Stored entries:
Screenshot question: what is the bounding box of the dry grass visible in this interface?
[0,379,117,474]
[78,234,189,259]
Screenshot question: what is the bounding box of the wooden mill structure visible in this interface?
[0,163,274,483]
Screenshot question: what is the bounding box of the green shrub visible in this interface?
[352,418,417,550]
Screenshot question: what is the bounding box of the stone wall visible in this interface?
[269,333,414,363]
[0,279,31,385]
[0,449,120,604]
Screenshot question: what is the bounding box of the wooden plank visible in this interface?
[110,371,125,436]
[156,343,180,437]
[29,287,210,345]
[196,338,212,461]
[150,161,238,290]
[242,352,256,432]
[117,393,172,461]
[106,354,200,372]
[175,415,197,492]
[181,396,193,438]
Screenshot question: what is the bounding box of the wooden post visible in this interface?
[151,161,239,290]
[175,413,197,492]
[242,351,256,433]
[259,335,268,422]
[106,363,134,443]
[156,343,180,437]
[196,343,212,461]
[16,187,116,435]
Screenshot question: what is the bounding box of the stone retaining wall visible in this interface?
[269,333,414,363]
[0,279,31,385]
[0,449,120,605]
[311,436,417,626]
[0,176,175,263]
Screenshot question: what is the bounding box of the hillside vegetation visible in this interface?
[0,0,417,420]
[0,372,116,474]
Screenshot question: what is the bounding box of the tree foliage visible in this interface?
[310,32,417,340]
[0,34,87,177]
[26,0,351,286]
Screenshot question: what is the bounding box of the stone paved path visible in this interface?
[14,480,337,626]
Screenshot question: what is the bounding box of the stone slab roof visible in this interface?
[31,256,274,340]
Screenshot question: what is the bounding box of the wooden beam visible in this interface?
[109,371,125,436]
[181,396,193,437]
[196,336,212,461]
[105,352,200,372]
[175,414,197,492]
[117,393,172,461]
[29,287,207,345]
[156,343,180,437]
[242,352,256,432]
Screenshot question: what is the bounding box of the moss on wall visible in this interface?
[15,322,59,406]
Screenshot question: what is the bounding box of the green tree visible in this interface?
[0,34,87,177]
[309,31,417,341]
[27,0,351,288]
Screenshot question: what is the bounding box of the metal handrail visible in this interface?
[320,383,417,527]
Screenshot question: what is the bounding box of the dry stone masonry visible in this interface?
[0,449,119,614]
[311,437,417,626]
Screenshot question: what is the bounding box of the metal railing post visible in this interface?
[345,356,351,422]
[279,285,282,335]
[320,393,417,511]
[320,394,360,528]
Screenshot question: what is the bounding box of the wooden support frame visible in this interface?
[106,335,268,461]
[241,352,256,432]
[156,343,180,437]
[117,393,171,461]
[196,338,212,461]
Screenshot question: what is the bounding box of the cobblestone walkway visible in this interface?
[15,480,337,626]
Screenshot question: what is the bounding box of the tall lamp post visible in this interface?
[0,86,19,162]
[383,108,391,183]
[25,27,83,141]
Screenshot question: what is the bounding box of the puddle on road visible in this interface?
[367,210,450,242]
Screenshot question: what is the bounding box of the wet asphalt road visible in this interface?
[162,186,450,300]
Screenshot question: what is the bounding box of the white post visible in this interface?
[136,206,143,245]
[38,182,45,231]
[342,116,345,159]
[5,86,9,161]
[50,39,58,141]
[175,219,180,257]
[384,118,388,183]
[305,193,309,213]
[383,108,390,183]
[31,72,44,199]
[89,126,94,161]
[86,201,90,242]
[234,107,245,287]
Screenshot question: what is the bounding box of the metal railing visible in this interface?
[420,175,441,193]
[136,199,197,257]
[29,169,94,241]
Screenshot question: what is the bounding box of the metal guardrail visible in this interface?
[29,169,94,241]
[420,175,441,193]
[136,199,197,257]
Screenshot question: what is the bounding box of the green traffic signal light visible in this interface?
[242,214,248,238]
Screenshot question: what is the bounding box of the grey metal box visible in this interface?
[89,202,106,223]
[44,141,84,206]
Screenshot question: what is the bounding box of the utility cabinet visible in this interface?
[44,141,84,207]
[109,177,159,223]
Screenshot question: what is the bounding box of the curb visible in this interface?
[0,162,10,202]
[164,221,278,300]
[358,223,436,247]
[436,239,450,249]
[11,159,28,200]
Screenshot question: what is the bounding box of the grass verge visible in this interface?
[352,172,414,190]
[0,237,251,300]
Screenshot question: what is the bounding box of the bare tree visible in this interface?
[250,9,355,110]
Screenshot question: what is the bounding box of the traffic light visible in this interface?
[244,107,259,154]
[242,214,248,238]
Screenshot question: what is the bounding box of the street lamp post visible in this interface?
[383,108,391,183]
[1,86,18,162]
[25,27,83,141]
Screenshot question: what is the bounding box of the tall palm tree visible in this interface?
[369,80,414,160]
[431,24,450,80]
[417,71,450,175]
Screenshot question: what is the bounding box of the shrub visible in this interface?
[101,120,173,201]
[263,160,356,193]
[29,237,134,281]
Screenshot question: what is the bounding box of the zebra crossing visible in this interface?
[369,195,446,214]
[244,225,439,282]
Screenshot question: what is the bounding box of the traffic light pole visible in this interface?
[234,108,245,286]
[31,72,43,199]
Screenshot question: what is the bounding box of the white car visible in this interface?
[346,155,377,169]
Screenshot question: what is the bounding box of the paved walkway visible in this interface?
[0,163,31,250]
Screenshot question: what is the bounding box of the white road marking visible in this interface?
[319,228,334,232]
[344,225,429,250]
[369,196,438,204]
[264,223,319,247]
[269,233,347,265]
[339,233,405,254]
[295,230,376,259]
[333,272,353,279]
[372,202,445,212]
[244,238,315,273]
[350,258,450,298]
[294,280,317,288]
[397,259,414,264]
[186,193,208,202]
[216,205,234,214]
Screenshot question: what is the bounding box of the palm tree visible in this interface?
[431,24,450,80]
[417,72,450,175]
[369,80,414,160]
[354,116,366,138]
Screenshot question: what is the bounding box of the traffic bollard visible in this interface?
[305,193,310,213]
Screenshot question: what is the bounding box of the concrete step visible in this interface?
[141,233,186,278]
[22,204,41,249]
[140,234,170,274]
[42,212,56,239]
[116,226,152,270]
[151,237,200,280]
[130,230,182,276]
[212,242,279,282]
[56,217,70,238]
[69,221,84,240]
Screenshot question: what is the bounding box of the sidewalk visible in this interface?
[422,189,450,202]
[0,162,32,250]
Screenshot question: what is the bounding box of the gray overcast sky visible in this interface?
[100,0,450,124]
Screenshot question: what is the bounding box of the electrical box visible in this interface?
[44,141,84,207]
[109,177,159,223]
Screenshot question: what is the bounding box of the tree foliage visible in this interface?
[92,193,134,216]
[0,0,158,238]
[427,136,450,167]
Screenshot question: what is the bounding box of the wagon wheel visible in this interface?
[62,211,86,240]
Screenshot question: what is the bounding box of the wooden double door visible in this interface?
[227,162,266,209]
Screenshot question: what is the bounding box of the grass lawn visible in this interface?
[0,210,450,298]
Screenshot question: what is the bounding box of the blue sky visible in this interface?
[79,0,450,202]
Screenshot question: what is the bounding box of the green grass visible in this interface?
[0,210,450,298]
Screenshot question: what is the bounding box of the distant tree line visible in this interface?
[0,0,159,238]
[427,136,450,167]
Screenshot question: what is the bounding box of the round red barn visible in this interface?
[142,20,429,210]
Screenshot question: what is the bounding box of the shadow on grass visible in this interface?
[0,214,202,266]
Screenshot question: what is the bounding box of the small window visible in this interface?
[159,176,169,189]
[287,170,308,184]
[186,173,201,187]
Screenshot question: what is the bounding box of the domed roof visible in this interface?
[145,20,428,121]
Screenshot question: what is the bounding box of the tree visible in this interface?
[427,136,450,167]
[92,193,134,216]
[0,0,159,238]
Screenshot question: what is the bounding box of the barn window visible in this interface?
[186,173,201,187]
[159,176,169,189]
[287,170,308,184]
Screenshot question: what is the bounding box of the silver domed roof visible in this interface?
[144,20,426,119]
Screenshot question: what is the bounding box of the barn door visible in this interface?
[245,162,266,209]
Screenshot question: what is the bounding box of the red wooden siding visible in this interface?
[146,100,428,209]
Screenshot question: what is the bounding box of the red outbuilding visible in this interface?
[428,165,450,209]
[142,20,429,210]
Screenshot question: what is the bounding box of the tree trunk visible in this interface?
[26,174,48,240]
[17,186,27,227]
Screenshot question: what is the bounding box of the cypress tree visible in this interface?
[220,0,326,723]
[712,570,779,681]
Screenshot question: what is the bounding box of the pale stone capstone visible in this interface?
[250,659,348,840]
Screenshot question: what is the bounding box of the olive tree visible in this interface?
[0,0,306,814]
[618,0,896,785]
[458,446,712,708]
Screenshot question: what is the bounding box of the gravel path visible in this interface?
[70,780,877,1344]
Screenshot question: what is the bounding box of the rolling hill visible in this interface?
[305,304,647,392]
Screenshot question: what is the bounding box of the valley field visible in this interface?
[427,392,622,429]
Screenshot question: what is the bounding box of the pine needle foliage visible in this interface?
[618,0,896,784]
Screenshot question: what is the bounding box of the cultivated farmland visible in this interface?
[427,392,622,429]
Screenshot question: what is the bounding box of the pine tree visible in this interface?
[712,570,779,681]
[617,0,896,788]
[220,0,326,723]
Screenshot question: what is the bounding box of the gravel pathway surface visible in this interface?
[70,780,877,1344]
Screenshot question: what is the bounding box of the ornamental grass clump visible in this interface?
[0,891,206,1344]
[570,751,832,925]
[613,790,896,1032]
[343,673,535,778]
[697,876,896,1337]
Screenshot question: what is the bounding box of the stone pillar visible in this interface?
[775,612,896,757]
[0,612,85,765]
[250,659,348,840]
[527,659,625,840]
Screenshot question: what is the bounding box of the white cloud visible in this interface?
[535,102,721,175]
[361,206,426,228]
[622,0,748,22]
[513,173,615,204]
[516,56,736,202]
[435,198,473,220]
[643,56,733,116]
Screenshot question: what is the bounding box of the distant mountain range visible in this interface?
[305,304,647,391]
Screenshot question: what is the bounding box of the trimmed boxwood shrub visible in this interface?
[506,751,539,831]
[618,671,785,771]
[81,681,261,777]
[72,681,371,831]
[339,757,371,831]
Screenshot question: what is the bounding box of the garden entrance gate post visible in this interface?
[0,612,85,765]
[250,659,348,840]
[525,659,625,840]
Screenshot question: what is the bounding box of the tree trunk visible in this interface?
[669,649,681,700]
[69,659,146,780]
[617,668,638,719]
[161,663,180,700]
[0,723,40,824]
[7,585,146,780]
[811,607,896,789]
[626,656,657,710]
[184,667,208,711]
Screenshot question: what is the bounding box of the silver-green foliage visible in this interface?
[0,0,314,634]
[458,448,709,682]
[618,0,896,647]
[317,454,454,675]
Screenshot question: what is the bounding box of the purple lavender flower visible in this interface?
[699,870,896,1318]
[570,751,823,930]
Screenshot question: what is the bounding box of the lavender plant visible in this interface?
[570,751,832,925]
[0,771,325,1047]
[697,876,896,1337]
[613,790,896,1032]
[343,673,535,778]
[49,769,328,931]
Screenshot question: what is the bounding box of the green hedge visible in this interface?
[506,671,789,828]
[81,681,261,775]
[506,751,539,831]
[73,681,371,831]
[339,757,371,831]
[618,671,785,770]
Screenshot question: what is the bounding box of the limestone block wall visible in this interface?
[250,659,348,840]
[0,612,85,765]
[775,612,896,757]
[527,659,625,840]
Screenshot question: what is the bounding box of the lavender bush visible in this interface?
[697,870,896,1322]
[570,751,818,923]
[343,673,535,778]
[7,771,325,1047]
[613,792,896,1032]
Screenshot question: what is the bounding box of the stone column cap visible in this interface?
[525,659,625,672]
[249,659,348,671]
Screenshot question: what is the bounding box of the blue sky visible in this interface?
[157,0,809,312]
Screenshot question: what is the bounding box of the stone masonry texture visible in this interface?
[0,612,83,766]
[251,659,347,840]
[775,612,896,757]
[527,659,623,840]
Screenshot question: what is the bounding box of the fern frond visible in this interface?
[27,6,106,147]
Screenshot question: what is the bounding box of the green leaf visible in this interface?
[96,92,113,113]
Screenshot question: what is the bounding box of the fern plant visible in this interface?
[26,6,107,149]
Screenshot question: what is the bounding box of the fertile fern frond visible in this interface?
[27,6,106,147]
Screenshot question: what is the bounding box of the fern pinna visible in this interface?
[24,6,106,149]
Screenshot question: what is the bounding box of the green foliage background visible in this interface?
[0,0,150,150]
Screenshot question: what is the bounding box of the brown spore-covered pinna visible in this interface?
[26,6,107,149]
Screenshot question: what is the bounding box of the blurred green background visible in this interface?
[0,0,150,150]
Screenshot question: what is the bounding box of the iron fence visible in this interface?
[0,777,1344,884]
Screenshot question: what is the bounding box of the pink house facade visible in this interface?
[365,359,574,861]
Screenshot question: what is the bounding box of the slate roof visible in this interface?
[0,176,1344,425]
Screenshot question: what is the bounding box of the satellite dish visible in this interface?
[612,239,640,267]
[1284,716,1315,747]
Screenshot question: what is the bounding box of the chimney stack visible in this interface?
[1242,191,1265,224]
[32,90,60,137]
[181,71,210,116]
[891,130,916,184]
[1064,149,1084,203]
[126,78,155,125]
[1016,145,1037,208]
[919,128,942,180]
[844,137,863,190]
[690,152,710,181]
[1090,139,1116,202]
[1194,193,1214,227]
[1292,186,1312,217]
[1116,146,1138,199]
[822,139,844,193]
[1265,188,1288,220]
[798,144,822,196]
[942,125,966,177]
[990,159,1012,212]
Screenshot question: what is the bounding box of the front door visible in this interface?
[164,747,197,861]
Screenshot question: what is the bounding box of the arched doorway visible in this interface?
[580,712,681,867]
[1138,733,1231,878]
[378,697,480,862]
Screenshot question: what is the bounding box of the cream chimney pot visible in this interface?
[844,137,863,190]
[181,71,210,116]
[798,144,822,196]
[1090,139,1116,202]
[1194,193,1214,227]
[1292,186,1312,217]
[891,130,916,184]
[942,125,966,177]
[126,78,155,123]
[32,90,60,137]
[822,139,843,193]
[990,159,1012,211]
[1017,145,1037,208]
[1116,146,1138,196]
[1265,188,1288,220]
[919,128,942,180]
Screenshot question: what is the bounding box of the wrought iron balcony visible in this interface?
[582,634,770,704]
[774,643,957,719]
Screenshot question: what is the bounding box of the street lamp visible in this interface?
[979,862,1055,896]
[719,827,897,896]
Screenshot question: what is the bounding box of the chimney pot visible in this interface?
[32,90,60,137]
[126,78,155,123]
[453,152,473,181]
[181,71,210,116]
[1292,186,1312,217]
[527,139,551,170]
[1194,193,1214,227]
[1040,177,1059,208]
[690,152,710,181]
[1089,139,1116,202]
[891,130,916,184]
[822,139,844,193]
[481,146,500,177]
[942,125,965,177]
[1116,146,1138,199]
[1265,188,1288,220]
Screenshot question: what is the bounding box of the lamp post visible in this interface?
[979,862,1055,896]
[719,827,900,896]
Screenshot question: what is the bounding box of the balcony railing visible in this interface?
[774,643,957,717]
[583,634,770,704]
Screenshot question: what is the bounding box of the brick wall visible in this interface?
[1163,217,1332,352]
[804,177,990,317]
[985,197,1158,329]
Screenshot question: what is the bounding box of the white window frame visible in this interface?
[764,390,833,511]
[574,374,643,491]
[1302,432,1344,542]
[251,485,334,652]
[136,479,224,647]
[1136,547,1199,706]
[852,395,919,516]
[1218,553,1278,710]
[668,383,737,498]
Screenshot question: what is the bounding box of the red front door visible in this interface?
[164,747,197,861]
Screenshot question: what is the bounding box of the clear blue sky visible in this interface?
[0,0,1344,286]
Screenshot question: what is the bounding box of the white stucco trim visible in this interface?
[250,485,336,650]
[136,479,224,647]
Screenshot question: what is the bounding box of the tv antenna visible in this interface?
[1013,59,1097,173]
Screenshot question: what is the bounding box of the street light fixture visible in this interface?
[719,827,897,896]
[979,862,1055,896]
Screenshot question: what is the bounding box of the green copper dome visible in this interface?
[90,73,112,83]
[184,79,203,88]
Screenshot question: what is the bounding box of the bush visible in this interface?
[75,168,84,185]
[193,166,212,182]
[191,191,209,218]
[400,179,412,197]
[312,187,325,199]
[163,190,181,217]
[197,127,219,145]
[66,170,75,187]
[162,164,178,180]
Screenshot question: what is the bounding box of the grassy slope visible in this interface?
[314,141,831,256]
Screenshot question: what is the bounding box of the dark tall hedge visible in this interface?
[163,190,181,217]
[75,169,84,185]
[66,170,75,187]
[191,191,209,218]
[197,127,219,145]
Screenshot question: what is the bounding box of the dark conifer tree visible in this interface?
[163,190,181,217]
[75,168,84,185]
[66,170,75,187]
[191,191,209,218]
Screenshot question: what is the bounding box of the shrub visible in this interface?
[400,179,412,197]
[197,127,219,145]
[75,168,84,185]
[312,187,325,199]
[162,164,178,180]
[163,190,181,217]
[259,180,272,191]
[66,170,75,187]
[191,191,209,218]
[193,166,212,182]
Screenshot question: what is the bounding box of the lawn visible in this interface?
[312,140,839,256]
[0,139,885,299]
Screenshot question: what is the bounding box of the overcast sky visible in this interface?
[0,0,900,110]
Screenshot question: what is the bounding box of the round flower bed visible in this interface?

• **REQUIRED WORK**
Rescale everything from the start of the records down to the line that contains "[26,0,351,286]", both ends included. Reproduce every line in that span, keeping the non-coordinate lines unchanged, and multiply each bounding box coordinate by 0.85, rounding to whole numbers with halves rounded up.

• **COMPLETE ANSWER**
Screenshot question: what is the bounding box of the dry grass visible in this interface?
[0,322,99,403]
[66,199,161,220]
Screenshot question: what is the bounding box of the wooden mill structure visible in this interface?
[0,139,233,411]
Screenshot question: what is the bounding box of the green shrub visible in this interface?
[299,355,354,468]
Screenshot question: what is the bounding box of the stone wall visible in this interface?
[229,283,352,309]
[0,237,26,327]
[0,382,102,513]
Screenshot question: what is the bounding box of the wooden plank visible in this interface?
[94,315,106,371]
[133,292,153,371]
[25,244,179,293]
[167,287,180,392]
[128,137,202,247]
[206,299,218,367]
[99,334,146,392]
[90,301,170,316]
[149,353,167,418]
[154,337,164,372]
Screenshot question: what is the bounding box of the wooden post visible in this interface?
[128,137,203,247]
[149,351,167,418]
[206,298,218,368]
[220,285,228,359]
[90,309,114,377]
[133,292,153,371]
[167,292,180,392]
[14,159,99,370]
Screenshot question: what is the bounding box of the stone retaining wall visible in this interface?
[229,283,352,309]
[0,237,26,327]
[0,382,102,514]
[264,371,354,532]
[0,150,149,224]
Screenshot question: what is the bounding box of the hillside vegetation visible in this interface?
[0,0,354,357]
[0,316,99,403]
Screenshot question: what is the bounding box of the tree foliage visible in this interface?
[264,27,354,289]
[0,29,74,150]
[22,0,298,243]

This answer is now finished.